[Start of section]
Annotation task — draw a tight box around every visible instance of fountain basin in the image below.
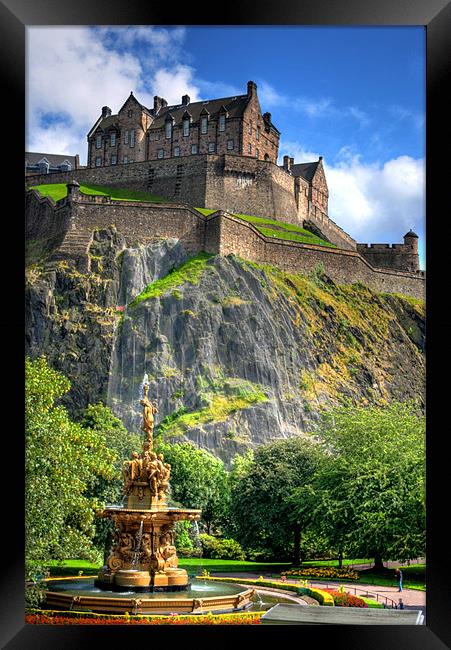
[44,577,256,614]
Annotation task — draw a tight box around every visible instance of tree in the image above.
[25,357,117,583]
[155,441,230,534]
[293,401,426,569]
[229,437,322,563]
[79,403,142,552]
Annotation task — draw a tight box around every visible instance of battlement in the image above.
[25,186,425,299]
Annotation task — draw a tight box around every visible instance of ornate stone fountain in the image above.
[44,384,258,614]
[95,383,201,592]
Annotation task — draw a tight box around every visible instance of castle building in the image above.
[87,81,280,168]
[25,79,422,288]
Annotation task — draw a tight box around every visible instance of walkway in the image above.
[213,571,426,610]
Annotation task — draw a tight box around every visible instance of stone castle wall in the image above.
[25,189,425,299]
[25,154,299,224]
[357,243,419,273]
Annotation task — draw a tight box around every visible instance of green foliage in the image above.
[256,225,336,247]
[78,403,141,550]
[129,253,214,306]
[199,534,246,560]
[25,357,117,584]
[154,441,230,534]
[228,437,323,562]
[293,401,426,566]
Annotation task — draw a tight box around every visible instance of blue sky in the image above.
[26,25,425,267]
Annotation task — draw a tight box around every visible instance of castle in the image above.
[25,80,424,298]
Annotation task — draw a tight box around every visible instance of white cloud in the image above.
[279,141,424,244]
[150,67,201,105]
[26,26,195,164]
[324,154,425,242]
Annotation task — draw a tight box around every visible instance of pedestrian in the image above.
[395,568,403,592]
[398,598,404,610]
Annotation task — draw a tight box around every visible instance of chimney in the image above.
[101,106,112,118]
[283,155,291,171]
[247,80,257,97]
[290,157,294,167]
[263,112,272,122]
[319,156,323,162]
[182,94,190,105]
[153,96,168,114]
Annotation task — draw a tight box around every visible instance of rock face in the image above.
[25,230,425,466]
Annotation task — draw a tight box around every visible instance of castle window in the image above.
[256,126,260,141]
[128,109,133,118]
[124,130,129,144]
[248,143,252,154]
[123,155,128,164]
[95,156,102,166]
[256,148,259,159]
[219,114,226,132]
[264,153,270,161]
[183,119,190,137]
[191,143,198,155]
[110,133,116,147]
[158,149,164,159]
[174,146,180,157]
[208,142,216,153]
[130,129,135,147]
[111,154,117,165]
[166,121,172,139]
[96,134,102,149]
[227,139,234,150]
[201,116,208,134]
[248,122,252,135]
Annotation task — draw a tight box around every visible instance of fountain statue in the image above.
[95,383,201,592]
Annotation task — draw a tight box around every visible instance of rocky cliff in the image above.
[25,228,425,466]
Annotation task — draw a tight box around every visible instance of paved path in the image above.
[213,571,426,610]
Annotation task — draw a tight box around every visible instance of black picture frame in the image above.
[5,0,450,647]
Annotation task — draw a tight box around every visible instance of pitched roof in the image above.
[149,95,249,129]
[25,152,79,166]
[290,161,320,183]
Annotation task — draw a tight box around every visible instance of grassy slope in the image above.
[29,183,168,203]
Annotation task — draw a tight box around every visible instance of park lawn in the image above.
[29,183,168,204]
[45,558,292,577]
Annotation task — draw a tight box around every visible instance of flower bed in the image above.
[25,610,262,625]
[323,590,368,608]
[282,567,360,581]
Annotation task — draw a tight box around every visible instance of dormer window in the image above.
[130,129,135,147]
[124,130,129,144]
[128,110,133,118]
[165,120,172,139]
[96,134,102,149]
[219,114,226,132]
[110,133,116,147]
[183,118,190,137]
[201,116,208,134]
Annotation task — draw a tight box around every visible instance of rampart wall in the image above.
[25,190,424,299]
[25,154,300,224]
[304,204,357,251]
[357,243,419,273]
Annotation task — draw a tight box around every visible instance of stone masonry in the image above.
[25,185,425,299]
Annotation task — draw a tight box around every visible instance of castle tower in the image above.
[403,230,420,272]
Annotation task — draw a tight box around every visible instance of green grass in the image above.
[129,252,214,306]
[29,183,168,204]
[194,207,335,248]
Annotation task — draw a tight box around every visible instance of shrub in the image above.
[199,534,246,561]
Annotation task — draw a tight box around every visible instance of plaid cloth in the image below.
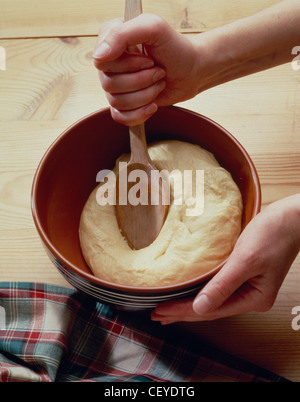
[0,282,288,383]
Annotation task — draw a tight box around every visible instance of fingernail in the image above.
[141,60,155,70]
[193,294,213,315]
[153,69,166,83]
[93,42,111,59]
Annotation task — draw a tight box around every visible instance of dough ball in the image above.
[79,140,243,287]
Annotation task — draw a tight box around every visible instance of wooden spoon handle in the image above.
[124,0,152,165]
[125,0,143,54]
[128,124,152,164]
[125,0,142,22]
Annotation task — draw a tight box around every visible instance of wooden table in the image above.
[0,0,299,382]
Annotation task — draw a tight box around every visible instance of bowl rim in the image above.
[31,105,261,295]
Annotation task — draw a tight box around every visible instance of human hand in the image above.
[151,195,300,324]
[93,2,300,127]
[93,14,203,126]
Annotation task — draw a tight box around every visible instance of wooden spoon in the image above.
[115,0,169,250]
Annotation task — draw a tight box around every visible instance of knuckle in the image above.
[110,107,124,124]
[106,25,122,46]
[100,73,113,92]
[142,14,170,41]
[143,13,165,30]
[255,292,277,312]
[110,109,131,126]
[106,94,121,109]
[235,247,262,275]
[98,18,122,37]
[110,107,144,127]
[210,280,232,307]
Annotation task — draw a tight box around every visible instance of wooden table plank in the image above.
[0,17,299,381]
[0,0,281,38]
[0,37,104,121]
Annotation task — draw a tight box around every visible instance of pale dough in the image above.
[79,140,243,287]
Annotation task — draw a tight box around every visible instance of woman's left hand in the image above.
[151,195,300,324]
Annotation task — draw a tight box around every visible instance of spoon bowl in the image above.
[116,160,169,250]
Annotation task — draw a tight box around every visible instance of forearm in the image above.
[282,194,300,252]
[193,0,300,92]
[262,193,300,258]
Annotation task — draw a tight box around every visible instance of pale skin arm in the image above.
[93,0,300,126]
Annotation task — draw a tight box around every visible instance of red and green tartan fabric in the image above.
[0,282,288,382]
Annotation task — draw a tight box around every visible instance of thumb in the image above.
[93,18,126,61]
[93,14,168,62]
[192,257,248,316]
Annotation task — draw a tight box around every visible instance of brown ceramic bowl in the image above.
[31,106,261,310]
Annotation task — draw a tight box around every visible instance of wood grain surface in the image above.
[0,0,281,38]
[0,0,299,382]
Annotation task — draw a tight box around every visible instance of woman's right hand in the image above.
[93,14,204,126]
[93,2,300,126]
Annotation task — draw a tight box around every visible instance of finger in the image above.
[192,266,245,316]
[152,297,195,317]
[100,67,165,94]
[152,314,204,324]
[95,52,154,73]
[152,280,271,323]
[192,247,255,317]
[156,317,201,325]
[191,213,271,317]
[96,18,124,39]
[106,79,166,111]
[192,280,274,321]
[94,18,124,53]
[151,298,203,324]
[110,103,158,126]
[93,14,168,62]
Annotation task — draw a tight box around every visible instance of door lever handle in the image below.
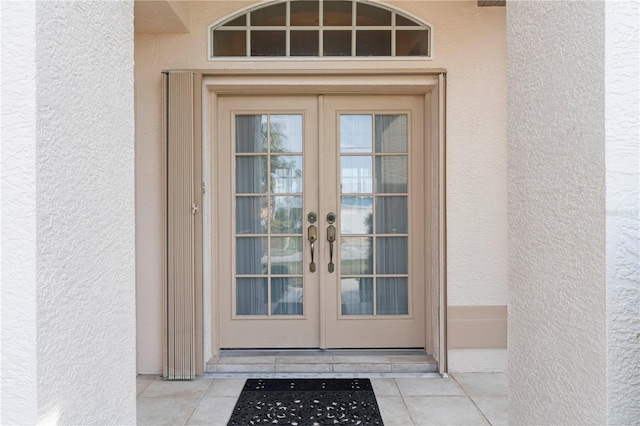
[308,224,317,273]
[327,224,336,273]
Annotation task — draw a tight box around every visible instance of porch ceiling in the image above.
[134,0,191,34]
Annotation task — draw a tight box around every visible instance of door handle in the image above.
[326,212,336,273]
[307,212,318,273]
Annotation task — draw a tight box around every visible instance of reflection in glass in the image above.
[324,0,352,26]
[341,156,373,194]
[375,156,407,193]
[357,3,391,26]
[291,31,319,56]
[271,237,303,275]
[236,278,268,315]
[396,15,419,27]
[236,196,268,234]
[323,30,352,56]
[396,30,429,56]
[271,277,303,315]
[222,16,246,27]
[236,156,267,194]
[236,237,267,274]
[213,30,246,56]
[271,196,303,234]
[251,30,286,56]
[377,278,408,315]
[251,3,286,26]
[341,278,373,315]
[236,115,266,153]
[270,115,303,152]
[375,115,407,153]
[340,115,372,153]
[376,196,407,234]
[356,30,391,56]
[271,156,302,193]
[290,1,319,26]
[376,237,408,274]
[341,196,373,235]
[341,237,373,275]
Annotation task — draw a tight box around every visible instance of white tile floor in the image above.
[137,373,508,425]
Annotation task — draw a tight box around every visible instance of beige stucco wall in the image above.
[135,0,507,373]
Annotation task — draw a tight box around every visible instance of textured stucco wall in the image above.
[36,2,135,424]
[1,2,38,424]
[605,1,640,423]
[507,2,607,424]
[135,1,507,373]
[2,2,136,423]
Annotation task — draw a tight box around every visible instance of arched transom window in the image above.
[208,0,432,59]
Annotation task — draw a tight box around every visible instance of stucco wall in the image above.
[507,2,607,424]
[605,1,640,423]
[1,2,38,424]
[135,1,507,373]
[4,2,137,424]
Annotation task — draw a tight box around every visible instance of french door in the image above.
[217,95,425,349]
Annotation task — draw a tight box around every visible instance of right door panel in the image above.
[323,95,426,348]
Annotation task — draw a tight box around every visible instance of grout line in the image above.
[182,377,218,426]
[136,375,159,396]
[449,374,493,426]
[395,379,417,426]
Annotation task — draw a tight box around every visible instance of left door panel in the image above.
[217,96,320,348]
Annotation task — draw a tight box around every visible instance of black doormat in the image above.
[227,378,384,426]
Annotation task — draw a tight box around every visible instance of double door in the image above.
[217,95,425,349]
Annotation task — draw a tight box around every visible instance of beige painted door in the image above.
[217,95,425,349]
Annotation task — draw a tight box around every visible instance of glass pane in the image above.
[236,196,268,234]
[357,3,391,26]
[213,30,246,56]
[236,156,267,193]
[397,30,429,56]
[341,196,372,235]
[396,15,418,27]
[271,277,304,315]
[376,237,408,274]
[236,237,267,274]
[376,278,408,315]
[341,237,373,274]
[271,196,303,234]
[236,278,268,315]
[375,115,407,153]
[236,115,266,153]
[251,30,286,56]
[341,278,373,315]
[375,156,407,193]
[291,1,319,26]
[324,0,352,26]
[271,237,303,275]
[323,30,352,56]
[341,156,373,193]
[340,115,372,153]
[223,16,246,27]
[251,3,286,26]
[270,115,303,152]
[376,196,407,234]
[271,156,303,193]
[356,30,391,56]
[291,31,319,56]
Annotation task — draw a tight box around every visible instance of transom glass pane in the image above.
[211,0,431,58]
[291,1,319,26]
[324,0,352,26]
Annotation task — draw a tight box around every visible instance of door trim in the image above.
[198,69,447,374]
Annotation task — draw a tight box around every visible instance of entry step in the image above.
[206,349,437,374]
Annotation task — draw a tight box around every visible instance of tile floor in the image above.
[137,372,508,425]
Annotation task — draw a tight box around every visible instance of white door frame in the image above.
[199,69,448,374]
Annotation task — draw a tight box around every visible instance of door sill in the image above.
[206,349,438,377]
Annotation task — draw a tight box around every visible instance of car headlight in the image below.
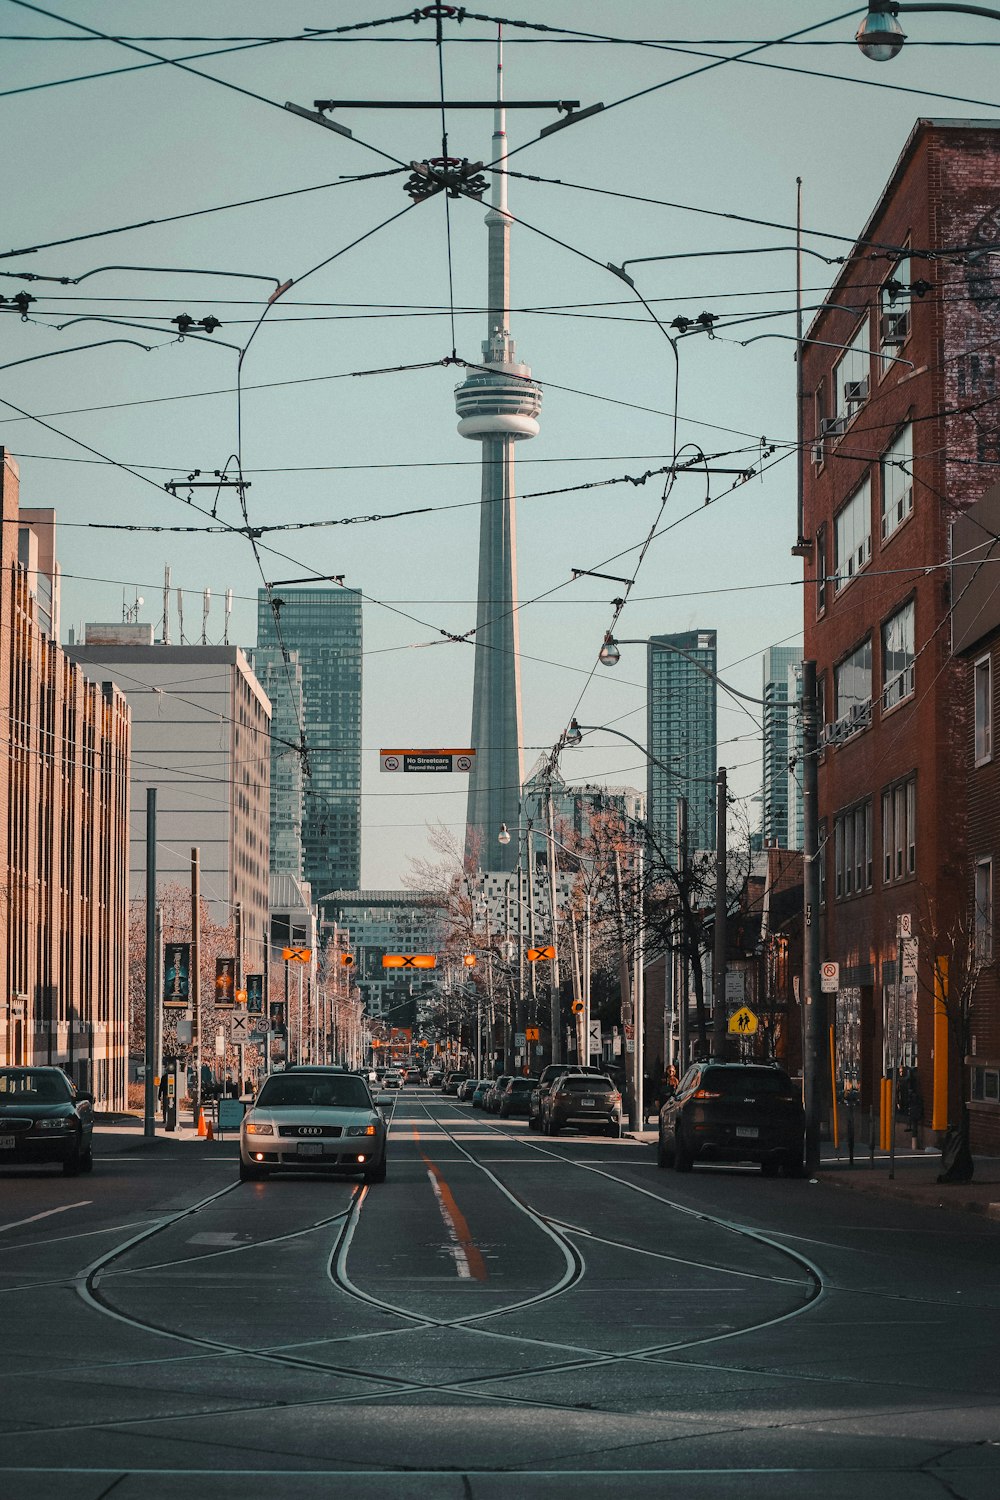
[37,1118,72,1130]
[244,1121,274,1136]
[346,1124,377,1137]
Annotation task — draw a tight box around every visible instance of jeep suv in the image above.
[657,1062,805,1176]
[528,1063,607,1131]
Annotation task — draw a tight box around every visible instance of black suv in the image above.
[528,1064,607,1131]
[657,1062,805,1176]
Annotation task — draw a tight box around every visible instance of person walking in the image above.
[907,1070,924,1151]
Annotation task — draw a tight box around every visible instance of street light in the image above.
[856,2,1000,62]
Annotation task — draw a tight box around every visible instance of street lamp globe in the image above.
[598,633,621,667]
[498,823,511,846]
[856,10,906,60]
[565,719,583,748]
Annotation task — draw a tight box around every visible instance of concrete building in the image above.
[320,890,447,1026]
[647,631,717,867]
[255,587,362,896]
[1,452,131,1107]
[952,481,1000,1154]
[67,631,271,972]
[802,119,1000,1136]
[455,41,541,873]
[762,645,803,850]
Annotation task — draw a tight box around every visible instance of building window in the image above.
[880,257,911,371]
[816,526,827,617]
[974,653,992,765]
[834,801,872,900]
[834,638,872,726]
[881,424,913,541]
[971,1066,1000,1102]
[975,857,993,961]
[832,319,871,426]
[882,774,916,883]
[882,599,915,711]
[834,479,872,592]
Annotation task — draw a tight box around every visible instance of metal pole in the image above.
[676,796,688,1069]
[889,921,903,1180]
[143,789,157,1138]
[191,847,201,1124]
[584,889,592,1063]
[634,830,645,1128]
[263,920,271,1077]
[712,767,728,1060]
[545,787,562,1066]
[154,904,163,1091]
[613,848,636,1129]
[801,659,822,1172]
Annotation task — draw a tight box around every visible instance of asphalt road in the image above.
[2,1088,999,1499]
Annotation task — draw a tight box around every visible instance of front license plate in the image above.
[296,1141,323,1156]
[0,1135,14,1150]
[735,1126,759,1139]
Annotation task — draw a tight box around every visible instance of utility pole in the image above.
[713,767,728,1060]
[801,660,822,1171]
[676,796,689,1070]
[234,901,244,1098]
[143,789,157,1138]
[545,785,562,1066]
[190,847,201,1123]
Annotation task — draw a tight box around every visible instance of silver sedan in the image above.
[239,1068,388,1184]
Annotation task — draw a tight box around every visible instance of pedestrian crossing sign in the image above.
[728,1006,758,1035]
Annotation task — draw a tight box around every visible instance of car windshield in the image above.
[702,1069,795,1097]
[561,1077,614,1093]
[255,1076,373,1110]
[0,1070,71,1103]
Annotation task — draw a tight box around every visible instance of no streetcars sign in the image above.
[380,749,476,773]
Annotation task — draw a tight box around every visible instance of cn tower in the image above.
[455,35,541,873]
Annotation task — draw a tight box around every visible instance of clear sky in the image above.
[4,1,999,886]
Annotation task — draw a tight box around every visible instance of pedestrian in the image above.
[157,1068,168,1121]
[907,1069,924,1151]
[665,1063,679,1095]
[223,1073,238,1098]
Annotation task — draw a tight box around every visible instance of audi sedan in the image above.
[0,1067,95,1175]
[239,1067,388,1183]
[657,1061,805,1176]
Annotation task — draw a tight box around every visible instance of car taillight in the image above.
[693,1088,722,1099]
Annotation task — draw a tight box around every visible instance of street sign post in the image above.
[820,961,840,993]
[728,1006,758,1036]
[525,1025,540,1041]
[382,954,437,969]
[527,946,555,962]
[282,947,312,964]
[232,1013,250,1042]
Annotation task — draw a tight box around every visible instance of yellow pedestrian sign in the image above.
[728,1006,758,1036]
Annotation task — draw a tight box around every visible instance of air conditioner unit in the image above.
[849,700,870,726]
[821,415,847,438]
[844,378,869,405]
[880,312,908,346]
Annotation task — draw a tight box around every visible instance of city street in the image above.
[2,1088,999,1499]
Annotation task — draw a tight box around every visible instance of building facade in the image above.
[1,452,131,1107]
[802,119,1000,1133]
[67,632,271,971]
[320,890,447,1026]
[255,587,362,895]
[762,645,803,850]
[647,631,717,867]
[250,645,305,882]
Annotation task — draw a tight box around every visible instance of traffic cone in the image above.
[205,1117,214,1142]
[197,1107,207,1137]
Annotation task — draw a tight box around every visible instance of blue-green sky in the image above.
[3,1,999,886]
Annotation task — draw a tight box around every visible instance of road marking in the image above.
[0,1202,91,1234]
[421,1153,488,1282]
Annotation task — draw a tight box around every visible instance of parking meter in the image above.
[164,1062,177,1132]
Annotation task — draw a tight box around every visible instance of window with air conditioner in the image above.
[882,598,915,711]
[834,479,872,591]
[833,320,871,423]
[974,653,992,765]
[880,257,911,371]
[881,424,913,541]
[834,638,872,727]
[End of section]
DIRECTIONS:
Everything from the line containing "cone in the image above." through the last line of the listing must be reproduced exactly, and no other line.

OUTPUT:
Annotation task — draw a tight box around every visible instance of traffic cone in the image above.
[205,1117,214,1142]
[197,1107,207,1137]
Annotation task — draw a tight box around every visible instance of blue-green sky in the image above.
[3,1,999,886]
Annotation task — draw a tight box around every visible instance of road marking in the image above.
[0,1202,91,1234]
[421,1153,488,1282]
Annotation task — draw a tight box around every visible instance of parking meter in the image above.
[164,1062,177,1132]
Annotation task — draw a tight box around every visible instance of window with air conditioner in the image above.
[882,598,915,711]
[834,479,872,591]
[833,320,871,423]
[974,653,992,765]
[880,257,911,371]
[881,424,913,541]
[834,638,872,727]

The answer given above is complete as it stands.